» Exercise brief:
Answer these questions about the instance provider text below:
(a) What does setInstance throw when the instance does not exist?
(b) When localOnly is true, which properties does getInstance return?
(c) Which two interfaces does SimpleInstanceProvider implement for the Ex_SimpleInstanceProvider class?

Vector `execQuery (CIMObjectPath op`, `String query`, `int ql, CIMClass cc`	Executes a query to retrieve CIM objects. This method returns a vector of CIM instances of the specified CIM class (`cc`)that match the specified query string.
CIMInstance `getInstance(CIMObjectPath op`, `CIMClass cc`, `boolean localOnly`)	Returns the instance specified in the object path (`op`). Providers that do not want to create instances from scratch can create a template for the new instance by calling the `newInstance()` method for the class to which the instance belongs (`cc`). If `localOnly` is true, only the local (non-inherited) properties are returned. Otherwise, returns all inherited and local properties.
void `setInstance(CIMInstance ci)`	Updates the specified CIM instance if it exists. If the instance does not exist, throws a `CIMInstanceException` with ID `CIM_ERR_NOT_FOUND`.

Example — Implementing an Instance Provider

The following example shows the Java source code for an instance provider, SimpleInstanceProvider, that implements the enumInstances and getInstance interfaces for the Ex_SimpleInstanceProvider class. For brevity, this example implements the deleteInstance, createInstance, setInstance, and execQuery interfaces by throwing a CIMException. In practice, an instance provider must implement all InstanceProvider interfaces.

(Records from a data collection)
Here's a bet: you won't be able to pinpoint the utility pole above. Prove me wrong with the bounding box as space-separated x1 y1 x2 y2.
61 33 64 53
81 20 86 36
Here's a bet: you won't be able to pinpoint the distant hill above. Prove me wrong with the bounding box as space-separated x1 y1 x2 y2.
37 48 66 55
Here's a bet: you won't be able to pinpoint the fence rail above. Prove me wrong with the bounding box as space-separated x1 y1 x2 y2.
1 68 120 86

==

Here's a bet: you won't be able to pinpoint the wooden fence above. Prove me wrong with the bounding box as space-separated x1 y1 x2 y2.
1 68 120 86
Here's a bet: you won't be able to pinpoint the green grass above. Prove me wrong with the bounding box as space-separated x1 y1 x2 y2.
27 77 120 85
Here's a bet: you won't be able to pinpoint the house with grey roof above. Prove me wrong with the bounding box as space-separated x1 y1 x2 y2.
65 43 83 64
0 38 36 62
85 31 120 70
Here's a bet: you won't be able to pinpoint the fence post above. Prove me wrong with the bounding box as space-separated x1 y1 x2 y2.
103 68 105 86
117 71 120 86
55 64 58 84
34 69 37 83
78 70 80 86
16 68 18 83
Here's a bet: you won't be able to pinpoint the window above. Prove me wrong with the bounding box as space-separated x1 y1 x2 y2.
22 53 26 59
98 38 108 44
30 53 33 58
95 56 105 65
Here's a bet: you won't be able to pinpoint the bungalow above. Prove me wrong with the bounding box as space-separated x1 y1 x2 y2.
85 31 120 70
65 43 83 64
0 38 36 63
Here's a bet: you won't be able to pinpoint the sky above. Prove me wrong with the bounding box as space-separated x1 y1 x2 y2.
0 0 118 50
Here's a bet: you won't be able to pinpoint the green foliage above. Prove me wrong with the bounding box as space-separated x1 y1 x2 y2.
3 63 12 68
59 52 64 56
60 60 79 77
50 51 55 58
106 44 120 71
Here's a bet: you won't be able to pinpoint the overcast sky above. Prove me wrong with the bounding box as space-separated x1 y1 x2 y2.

» Output:
(a) A CIMInstanceException with ID CIM_ERR_NOT_FOUND.
(b) Only the local (non-inherited) properties.
(c) enumInstances and getInstance.